Aledo has taken the first step in implementing a Citizens Police Academy and Citizens on Patrol program for the city.

The programs were researched and spearheaded by Aledo Place 3 Councilmember Clint Robinson, who is also a retired U.S. Army First Sergeant and a reserve police officer.

“We talked in March about starting this and adopting this like a lot of small cities have,” Robinson said at the July Aledo city council meeting. “A lot of what we’re talking about doing is done by volunteers and donations. We would have to ultimately become a 501c3 organization for that to take place and that will be part of our mission. This is primarily a very, very inexpensive program to run because of the 501c3 and the donations that we will receive from various organizations and fundraising.”

Those that graduate from the Citizens Police Academy implemented by the city could then join the Citizens on Patrol program.

“What you need is a policing organization that provides some guidance — training and direction,” John Engels, a graduate of local CPAs and the president of the Citizens Police Academy Alumni of North Texas, said.

The city of Aledo does not have a police department and instead contracts with the Parker County Sheriff’s Office. The city also has the Aledo ISD Police Department, which is utilized for the school district. 

In February during a forum of the Parker County mayors, Aledo Mayor Kit Marshall to get a city police department would cost at least $500,000 just to start.

“For the city of Aledo, which is 2.6 square miles — the school district is much larger — ESD 1 provides fire protection for us. Aledo does not have a police department but we contract with the Parker County Sheriff’s Office and we have two deputies specifically assigned to the city of Aledo to provide law enforcement,” Marshall said at the February forum. “In order to put in a police department — which as we’re getting closer to that 5,000 population benchmark these are conversations we’re having — I use to say it would cost $500,000 just to start it and that has increased significantly, and who pays for that? Our residents do, so trying to factor in the public safety piece along with how you get the money to pay for a police department, that’s why we’re contracting with the sheriff’s department at this time.”
========================================================================
* _What you will do_
• A. Answer these from the article on Aledo's citizen police programs:
(i) Which council seat does Clint Robinson hold?
(ii) Which agency does the city of Aledo contract with for law enforcement?
(iii) According to Marshall, how many square miles does the city of Aledo cover?
• B. Pick up the article on Aledo's citizen police programs right after its final sentence and carry it on.
========================================================================
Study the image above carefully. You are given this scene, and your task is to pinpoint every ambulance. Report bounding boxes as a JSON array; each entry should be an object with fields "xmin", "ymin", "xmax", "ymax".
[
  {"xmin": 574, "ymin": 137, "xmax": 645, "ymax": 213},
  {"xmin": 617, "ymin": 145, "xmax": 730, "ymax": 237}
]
========================================================================
* _Responses to the exercise_
• A.
(i) Place 3
(ii) The Parker County Sheriff's Office
(iii) 2.6 square miles

• B.
A COP program is primarily used in a support capacity — overseeing the city, helping assist other officers, providing security.

“They are not police officers,” Robinson said. “They can assist with traffic, they can assist other officers when need be, but they are not police officers. They’re just another set of eyes and are volunteers of our city.”

Citizens Police Academy and Citizens on Patrol programs also help raise funds for police departments.

“Weatherford’s CPA over its life has used its membership and relationship with the communities to raise funds to support the Weatherford Police Department,” Engels said.

Engels said the funds have been used to purchase tasers, refurbish the break room, purchase breathalyzers, a CSI kit and a full set of uniforms for their honor guard.

Robinson said following approval by the city council, the next steps would be to develop bylaws, determine a board and establish training dates.

“COVID-19 restrictions will dictate the start date, obviously — that’s dictating everything we do right now,” Robinson said. “A lot of our volunteers are possibility going to be senior citizens that aren’t working, so obviously we don’t want to put their health at risk.”

The Aledo city council unanimously approved implementing both programs.